Records of labeled points
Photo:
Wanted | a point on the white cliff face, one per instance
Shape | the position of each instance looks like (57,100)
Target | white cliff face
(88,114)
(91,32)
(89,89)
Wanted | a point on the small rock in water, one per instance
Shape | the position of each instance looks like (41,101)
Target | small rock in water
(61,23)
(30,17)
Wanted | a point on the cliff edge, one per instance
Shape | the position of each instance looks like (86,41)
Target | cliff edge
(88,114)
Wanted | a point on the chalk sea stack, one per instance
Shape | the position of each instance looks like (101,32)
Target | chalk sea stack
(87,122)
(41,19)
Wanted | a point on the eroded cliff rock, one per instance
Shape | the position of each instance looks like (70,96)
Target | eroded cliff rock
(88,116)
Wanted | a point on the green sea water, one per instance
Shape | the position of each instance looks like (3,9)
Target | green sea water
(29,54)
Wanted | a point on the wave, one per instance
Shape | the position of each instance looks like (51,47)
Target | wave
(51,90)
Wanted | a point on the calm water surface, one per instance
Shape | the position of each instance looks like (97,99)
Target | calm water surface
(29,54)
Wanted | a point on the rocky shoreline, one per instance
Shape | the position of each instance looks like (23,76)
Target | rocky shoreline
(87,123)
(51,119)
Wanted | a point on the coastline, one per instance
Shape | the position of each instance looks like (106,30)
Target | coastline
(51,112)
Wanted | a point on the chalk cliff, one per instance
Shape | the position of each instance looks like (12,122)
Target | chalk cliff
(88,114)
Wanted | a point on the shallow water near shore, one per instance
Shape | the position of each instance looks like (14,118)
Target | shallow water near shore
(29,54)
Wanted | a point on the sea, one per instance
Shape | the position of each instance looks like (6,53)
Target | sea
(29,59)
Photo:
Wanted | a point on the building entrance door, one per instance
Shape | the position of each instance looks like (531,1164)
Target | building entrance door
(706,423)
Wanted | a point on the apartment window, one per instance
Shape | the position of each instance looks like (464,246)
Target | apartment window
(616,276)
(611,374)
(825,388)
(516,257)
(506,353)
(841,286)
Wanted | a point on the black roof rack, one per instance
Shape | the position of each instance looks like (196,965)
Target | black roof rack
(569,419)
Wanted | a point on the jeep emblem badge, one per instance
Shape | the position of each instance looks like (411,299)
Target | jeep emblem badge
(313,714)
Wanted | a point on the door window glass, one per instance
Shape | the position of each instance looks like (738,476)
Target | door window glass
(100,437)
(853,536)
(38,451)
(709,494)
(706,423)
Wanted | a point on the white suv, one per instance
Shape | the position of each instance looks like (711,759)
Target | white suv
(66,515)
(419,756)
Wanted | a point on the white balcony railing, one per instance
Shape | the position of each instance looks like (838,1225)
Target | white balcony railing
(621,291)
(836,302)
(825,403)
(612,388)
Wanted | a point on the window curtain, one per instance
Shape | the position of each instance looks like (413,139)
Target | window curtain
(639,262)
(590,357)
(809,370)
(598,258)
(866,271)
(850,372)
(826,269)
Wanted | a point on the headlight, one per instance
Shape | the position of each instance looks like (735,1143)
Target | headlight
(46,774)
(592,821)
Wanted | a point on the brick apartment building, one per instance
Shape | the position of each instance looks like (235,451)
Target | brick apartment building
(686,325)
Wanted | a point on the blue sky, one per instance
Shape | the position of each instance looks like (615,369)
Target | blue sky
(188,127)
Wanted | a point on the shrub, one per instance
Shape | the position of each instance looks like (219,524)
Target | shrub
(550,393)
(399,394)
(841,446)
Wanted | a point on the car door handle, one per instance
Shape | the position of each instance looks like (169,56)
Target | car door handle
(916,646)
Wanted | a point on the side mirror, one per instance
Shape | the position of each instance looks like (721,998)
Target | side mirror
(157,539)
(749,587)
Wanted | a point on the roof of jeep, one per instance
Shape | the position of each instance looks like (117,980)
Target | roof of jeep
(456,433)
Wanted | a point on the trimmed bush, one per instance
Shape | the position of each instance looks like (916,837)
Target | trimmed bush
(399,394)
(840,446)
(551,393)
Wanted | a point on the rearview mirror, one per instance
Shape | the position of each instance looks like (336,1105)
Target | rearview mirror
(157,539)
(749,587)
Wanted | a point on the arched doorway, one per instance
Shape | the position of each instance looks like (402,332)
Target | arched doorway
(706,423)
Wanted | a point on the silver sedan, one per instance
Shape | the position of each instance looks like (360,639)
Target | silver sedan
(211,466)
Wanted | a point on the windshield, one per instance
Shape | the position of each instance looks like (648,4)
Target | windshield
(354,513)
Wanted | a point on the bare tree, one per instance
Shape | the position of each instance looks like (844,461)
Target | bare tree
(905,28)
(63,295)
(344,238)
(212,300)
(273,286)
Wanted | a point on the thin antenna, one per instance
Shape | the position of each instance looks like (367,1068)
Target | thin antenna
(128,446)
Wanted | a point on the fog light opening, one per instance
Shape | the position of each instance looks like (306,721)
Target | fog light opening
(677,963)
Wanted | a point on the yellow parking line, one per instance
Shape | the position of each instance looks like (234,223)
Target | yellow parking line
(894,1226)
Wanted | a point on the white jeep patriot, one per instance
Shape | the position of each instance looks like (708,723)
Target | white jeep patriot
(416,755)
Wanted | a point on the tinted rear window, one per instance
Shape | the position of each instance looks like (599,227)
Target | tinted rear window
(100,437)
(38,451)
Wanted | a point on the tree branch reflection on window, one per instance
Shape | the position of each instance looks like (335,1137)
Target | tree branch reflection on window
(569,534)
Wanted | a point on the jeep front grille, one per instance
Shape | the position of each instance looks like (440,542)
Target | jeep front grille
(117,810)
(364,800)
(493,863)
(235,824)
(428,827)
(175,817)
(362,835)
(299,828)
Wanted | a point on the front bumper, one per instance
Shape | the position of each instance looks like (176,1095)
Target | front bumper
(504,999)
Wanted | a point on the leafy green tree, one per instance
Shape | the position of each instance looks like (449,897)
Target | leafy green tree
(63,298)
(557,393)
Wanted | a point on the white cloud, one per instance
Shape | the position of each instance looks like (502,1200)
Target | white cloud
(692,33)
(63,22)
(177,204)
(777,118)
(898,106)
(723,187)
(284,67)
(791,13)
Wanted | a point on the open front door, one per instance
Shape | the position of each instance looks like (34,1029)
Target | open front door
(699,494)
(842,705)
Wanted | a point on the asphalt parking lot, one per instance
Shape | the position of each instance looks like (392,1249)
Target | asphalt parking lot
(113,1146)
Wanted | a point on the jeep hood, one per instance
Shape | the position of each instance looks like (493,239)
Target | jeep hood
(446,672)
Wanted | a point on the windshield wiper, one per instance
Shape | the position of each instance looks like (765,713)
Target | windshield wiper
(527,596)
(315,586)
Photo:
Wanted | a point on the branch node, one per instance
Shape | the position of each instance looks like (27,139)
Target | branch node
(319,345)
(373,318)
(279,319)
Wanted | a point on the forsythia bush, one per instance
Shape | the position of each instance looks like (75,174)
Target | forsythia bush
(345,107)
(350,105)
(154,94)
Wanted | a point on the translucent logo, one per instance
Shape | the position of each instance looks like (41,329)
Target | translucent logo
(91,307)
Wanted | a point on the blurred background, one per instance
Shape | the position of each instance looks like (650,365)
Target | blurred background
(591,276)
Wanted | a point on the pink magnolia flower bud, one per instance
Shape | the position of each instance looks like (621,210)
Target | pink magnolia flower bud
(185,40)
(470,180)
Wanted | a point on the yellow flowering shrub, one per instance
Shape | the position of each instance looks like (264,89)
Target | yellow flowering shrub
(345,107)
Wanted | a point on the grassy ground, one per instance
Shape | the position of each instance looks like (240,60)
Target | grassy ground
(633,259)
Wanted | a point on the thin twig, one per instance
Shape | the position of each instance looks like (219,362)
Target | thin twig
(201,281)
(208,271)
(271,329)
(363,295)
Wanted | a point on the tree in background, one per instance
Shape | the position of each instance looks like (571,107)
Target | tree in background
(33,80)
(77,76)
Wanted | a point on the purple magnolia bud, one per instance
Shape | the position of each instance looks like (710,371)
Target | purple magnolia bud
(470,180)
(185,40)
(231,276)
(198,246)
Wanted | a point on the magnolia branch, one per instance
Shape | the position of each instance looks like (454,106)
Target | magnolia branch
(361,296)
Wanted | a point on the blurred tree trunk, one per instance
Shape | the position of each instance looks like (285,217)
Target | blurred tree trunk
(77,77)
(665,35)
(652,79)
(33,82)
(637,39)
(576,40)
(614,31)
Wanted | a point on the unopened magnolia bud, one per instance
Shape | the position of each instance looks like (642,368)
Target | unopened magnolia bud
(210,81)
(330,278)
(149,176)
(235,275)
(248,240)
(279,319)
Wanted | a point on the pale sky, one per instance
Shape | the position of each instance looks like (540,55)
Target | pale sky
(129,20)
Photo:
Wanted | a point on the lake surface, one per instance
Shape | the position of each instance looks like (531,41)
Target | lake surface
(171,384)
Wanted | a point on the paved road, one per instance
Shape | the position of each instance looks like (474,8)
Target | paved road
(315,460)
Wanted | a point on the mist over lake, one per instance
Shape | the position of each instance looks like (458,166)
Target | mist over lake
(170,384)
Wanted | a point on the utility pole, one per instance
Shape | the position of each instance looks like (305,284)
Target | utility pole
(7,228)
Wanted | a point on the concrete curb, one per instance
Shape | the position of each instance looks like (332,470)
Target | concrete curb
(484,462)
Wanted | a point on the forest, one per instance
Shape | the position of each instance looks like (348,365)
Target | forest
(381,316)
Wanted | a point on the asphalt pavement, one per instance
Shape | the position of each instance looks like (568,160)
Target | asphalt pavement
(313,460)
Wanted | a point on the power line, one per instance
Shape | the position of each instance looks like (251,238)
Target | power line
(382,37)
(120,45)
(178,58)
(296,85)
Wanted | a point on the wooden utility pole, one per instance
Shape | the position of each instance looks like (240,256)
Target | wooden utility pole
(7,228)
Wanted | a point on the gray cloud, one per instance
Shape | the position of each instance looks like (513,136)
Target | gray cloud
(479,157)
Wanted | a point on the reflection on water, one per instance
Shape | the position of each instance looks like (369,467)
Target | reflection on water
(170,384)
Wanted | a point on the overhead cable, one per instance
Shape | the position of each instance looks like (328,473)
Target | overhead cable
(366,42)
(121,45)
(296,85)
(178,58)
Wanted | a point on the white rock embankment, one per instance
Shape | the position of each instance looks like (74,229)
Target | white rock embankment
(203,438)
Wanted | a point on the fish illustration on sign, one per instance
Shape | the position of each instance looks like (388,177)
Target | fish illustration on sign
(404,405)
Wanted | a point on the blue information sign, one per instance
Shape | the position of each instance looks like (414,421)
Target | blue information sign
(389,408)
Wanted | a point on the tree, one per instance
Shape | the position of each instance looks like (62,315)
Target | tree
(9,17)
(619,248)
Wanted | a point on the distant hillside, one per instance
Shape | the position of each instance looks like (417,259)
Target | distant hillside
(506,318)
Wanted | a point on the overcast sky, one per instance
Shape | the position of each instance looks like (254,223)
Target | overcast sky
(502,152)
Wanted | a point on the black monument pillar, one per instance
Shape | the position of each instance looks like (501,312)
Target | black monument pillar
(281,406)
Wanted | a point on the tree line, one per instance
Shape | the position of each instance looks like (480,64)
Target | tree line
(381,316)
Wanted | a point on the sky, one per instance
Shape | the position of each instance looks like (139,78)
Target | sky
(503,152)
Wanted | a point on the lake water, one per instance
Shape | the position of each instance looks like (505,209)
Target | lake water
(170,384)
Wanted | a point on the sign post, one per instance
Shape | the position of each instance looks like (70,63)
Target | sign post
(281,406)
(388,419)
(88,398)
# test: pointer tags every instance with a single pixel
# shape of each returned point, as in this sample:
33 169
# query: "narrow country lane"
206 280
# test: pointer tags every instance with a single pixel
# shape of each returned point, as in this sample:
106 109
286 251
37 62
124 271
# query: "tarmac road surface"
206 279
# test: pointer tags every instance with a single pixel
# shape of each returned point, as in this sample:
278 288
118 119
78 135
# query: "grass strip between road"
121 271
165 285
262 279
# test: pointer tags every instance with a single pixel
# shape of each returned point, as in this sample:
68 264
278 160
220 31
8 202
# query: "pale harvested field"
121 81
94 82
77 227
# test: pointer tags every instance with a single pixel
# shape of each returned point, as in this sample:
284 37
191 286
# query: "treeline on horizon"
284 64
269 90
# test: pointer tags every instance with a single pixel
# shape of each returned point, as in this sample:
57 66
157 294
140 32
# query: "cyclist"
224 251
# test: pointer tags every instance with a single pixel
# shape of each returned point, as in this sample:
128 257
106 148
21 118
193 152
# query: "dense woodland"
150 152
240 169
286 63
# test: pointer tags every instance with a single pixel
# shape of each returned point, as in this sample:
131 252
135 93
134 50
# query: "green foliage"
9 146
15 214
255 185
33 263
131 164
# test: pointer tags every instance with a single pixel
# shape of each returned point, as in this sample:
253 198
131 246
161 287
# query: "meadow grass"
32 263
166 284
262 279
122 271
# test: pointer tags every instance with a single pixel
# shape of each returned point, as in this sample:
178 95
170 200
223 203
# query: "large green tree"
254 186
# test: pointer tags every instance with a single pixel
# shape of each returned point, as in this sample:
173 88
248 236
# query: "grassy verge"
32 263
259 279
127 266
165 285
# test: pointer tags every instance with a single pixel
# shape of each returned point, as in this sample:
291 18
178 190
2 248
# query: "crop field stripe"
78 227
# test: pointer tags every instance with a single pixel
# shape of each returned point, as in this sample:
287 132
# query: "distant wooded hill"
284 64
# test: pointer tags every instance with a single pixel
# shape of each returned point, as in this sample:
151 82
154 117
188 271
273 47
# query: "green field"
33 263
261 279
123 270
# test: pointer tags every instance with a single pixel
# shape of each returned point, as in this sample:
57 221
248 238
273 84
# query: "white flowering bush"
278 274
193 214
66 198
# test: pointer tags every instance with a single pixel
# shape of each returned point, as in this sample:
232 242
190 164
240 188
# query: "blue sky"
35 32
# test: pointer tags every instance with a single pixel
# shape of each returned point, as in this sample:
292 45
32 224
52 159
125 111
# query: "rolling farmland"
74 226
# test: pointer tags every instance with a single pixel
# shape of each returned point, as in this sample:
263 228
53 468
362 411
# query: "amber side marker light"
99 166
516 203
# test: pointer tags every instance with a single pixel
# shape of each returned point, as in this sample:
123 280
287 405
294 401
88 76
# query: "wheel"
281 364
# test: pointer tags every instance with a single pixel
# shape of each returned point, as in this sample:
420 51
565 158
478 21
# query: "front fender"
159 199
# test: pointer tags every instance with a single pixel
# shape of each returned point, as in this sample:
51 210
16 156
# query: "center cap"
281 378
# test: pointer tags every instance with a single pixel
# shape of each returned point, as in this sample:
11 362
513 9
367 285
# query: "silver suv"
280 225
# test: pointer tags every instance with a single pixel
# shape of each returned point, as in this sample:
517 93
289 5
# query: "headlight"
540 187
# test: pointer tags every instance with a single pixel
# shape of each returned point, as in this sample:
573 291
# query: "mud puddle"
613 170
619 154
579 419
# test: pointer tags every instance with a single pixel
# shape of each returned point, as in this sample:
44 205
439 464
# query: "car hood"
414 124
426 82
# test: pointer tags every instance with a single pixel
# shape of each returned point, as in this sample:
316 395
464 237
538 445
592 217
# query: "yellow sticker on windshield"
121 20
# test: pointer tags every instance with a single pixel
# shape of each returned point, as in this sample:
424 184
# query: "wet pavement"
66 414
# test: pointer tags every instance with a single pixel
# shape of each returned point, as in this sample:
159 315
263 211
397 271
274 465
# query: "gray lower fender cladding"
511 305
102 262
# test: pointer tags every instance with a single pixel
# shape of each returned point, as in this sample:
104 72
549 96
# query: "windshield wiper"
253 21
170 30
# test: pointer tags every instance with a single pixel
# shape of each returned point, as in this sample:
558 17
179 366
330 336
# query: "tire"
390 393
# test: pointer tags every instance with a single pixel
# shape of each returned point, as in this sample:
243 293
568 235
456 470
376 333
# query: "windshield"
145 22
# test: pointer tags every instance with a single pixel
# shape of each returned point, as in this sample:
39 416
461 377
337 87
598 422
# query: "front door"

Problem details: From the records above, copy every line that contains the word "near". Uppercase and lowercase letters count as different.

In response:
Wanted | a point on the shallow water near shore, one per instance
Target | shallow water near shore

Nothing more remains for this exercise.